- DATA ENTRIES
****************
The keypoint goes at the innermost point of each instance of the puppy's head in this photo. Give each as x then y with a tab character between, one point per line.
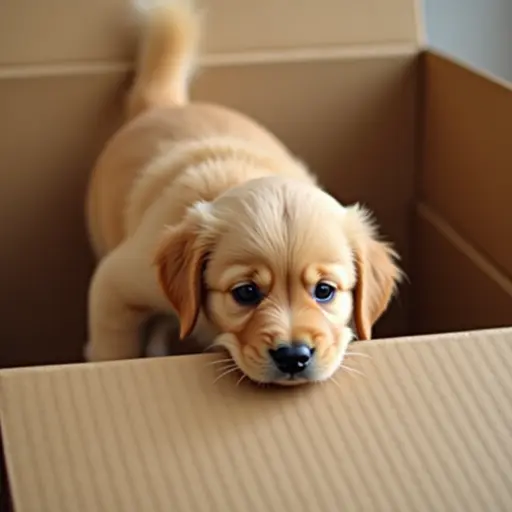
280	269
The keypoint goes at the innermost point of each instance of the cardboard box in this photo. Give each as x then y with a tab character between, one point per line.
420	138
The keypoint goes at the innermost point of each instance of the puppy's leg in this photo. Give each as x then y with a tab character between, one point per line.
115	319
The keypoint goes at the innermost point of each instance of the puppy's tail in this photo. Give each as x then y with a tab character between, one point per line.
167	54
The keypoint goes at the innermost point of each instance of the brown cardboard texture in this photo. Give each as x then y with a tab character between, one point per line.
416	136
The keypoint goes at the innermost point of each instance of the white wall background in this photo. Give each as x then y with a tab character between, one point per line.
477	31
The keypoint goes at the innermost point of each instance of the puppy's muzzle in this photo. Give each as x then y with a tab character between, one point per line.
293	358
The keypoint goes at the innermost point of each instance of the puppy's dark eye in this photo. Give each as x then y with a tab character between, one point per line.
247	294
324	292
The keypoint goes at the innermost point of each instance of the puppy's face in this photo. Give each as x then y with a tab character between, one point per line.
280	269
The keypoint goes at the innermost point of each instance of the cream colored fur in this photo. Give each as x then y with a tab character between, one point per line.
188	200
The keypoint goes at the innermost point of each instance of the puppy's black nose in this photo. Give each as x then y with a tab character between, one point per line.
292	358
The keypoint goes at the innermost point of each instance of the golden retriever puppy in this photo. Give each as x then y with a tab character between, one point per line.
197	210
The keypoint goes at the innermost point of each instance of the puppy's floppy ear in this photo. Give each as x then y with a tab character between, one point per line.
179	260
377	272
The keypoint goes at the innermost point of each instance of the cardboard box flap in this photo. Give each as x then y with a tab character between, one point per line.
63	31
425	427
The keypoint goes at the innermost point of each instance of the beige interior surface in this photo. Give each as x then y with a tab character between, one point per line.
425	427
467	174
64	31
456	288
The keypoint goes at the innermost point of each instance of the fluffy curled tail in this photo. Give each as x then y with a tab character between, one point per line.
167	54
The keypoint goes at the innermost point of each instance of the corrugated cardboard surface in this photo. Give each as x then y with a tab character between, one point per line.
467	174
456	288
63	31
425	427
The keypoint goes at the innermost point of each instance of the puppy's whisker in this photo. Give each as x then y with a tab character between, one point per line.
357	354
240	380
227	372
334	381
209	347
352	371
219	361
****************
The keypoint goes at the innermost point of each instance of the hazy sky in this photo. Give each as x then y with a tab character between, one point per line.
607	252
****************
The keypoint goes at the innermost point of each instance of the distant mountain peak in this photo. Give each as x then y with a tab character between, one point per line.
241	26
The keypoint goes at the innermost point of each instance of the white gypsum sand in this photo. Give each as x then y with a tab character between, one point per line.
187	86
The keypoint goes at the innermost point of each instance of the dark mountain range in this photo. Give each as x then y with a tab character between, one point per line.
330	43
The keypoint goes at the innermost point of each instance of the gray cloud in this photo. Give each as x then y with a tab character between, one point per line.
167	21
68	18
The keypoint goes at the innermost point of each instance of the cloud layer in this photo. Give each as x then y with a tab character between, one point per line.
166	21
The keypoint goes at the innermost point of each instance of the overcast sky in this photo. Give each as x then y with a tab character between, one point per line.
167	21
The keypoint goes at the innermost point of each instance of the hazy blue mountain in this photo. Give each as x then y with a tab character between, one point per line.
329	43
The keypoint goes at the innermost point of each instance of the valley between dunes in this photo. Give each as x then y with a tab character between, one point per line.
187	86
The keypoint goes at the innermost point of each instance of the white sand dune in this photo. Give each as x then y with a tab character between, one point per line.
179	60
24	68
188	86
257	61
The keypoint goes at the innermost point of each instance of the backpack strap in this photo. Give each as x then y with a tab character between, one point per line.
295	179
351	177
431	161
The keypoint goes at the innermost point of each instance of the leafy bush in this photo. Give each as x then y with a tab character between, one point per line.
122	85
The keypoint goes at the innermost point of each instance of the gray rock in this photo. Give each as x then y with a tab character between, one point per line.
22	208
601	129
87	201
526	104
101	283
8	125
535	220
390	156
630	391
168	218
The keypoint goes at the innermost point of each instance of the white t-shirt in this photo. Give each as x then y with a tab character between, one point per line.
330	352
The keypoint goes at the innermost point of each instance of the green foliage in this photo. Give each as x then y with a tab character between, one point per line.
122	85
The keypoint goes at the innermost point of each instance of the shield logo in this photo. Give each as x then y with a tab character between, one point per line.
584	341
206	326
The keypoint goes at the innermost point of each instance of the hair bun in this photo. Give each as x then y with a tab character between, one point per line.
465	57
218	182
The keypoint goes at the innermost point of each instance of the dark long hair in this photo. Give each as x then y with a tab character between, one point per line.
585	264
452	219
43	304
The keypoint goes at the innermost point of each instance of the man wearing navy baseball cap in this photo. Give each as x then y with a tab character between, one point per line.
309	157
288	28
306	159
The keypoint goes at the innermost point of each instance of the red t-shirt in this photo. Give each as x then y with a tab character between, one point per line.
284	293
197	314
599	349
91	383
****************
- PROBLEM DESCRIPTION
Extract every line of the data above that contains the string "cloud", and copy each one in full.

- SOLUTION TO THIS TASK
The keypoint goes at the innermost point of each instance of the gray cloud in this photo. Give each as x then y with a tab character between, one point per line.
The keypoint goes at the innermost point of each instance of the cloud layer in this photo. Give each as x then y with a tab character between, one point per line.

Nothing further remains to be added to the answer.